Major Medical Pet Health Insurance
[0040] A suitable rider for the present invention may be a pet
health insurance rider which provides health care coverage for a
pet in exchange for a premium. A preferred rider is one that provides
major medical coverage for a pet. A method for providing major medical
coverage comprises providing a relatively high deductible, such
as $1,000 per year. The rider would cover medical costs incurred
by the pet that were in excess of $1,000 in a given year.
[0041] A suitable annual deductible for major medical pet health
insurance covering pets with average annual medical costs of $150
to $300 per year is in the range of $150 to $3,000 per year. Suitable
annual deductibles for classes of pets with different average annual
medical costs will be in the range of 1 to 10 times said average
annual medical costs for said pets. A preferred range would be 1.5
to 7 times said average annual medical costs. A more preferred range
would be 3 to 5 times said average annual medical costs.
[0042] All dollar values herein represent US currency as of 2001.
Equivalent currency values for other jurisdictions and times may
be computed by standard means. Said means might employ published
exchange rates and inflation factors.

## QUESTIONS
a. What currency and year do the dollar values in the pet insurance text represent?
b. In the pet insurance text, take the part that opens with the words containing "[0041] A suitable" and closes with "and inflation factors.". Could you write it out again, swapping "inflation factors" for "price indices"?

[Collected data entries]
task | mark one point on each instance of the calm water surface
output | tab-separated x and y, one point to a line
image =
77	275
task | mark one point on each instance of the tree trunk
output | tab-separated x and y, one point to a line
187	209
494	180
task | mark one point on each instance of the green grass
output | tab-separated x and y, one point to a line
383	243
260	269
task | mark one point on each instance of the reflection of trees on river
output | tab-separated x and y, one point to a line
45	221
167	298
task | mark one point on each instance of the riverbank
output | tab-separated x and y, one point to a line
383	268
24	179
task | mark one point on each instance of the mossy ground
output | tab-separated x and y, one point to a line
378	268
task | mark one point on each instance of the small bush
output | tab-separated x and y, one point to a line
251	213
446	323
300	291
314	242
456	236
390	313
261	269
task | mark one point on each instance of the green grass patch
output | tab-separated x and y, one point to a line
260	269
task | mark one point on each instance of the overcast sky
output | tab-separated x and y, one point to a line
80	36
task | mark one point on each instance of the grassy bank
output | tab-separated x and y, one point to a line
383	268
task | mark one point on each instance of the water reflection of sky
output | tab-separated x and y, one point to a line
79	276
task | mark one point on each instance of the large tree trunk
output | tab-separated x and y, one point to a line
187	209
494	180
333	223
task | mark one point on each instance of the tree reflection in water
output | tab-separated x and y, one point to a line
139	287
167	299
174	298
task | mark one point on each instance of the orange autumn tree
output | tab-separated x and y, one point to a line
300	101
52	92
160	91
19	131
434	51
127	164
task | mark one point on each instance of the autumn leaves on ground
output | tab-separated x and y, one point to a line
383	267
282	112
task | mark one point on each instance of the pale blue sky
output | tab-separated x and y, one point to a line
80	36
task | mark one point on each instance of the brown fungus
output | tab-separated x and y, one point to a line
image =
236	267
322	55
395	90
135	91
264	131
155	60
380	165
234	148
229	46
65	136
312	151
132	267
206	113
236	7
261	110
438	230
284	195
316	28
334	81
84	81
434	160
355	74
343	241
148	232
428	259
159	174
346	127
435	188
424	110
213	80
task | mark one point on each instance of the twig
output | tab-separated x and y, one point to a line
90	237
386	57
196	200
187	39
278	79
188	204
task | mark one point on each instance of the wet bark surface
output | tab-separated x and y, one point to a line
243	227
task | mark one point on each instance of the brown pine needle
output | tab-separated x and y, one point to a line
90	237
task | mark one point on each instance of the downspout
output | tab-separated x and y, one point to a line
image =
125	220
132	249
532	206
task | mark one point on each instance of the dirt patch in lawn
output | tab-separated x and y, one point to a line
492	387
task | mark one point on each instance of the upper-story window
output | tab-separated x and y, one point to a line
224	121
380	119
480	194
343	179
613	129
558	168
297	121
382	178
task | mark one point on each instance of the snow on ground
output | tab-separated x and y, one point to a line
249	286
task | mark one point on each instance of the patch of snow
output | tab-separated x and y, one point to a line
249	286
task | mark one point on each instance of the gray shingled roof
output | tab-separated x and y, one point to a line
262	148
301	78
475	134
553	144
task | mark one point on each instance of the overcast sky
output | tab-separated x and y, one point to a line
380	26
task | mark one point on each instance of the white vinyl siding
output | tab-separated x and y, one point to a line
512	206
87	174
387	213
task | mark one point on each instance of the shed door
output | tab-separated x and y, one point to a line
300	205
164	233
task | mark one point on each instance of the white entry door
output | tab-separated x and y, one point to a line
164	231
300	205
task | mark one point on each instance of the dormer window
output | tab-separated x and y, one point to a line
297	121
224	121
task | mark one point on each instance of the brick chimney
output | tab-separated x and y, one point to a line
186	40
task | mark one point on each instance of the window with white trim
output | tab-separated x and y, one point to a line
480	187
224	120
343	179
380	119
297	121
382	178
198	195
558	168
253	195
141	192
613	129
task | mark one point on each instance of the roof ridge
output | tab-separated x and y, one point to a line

## SOLUTIONS TO EACH TASK
a. US currency as of 2001.

b.
[0041] A suitable annual deductible for major medical pet health
insurance covering pets with average annual medical costs of $150
to $300 per year is in the range of $150 to $3,000 per year. Suitable
annual deductibles for classes of pets with different average annual
medical costs will be in the range of 1 to 10 times said average
annual medical costs for said pets. A preferred range would be 1.5
to 7 times said average annual medical costs. A more preferred range
would be 3 to 5 times said average annual medical costs.
[0042] All dollar values herein represent US currency as of 2001.
Equivalent currency values for other jurisdictions and times may
be computed by standard means. Said means might employ published
exchange rates and price indices.